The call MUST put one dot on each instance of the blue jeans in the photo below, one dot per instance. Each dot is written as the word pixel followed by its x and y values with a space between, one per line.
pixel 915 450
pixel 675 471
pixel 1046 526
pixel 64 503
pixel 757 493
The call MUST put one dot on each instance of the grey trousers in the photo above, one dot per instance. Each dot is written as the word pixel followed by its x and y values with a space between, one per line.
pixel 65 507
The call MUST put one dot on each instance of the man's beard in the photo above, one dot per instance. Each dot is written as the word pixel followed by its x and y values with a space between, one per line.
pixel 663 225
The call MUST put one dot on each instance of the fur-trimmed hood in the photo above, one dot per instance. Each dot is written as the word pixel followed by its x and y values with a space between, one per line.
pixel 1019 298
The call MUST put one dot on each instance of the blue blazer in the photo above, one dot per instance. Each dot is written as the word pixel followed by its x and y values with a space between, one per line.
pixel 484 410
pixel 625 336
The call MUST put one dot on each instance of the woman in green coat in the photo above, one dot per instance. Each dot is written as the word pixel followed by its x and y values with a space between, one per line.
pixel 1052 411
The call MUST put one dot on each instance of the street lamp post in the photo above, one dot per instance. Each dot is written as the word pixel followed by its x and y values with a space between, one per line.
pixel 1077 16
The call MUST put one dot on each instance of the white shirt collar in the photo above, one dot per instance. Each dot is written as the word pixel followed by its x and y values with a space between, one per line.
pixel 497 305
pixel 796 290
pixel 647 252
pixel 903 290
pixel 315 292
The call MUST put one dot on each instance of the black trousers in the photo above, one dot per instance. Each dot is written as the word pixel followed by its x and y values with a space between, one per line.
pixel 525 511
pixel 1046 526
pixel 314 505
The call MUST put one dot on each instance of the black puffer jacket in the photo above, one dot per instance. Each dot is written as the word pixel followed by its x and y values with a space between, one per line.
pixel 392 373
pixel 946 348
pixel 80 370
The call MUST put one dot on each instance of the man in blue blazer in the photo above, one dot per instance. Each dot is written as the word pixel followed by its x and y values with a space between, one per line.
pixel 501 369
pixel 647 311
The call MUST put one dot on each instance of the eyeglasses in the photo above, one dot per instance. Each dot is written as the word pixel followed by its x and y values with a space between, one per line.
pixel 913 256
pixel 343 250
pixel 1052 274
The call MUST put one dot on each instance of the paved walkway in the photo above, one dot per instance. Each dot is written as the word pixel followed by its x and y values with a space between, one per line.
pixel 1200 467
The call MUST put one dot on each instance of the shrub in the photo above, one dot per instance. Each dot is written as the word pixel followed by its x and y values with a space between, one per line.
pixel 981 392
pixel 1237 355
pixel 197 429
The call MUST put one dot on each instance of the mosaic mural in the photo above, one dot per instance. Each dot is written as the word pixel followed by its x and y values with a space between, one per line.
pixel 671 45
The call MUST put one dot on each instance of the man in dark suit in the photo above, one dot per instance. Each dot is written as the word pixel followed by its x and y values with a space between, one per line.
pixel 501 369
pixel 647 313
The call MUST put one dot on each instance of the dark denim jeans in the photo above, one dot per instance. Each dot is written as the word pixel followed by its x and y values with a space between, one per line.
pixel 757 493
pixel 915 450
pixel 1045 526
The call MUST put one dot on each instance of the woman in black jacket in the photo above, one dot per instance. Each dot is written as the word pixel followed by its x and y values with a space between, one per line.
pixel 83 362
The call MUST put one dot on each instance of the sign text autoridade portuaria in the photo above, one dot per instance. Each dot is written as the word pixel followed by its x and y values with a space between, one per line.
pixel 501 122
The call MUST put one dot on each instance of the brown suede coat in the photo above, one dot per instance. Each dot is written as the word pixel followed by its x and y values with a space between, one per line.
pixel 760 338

• • • • • • •

[Task statement] Render the part of the records that opens with the line containing "the black trousers" and closes with the line containing "pixel 314 505" as a Markdown table with two columns, Row and Line. Number each line in Row, put the line itself in Line, and leave out any blank lines.

[Answer]
| Row | Line |
|---|---|
| 1 | The call MUST put one dot on each instance of the black trousers in the photo above, one dot per instance. Each dot is written as the word pixel followed by its x and y values with a space between, one per line. |
| 2 | pixel 525 511 |
| 3 | pixel 1046 526 |
| 4 | pixel 314 505 |